Énoncé du problème >> D'après le passage fourni, en quelles deux notions la personnalité concrète de l'individu a-t-elle été scindée ?

Passage fourni >>
Conclusion : Le sujet unitaire comme Désir, comme réflexion et comme existence

Notre parcours à travers les doctrines du moi et les philosophies du sujet nous a permis de mettre en évidence deux séries de constatations.

D’une part, nous avons saisi la progression d’une prise de conscience : par un mouvement non linéaire, certes, nous avons vu se mettre en place l’idée d’individu, puis l’idée d’un sujet de la réflexion, porteur de liberté et d’identité; cette idée s’est constamment approfondie et a conduit à la notion plus synthétique d’existence. Mais, d’autre part, nous avons aussi constaté que des difficultés constantes surgissaient de ces doctrines, au cœur même de leur progression. C’est ainsi que la personnalité concrète de l’individu a été scindée en un moi et en un sujet, sans qu’on puisse établir un lien clair entre ces deux notions. Le « moi » prenait bien en compte la vie affective mais n’était pas pour autant considéré comme un sujet; celui-ci prenait bien en compte la réflexion, la responsabilité et l’identité, mais n’était animé par aucune force de vie, c’est-à-dire aucun Désir.

De sorte que, en ce milieu du XXe siècle, lorsque le sujet était bien devenu ce qu’il est, c’est-à-dire constituant, il restait abstrait et simplement rationnel, sans désir ni liberté concrète. Lorsque ce sujet devenait concret et se présentait comme existence, paradoxe ou injonction morale, il devenait finalement abstrait, séparé de son « désir » et de son « caractère », encore conçus en termes de psychologie chosiste et objets d’un discrédit moral.

Ce qui se déployait ainsi, notamment dans les années soixante, prenait la figure d’une crise de la philosophie : la crise de la notion de sujet était en même temps la crise de la philosophie puisque celle-ci devait faire face aux critiques destructives et déconstructionnistes des anthropologies. Celles-ci, constituées comme des sciences de la nature (sociologie marxiste, psychologie freudienne, ethnologie, linguistique) annonçaient la fin de la philosophie (comme chez Althusser), ou la mort du sujet (comme chez Heidegger), ou celle de la conscience (comme chez Lacan ou Derrida).

C’est dans ce contexte culturel que nous avons élaboré une philosophie qui est à la fois une défense de la philosophie et la mise en place d’une véritable théorie du sujet intégral (cf. bibliographie de Robert Misrahi).

Données fournies >>
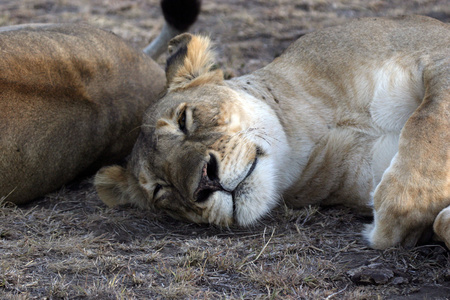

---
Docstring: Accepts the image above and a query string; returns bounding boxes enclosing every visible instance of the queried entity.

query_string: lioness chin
[95,16,450,248]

Corrigé >> En un moi et en un sujet.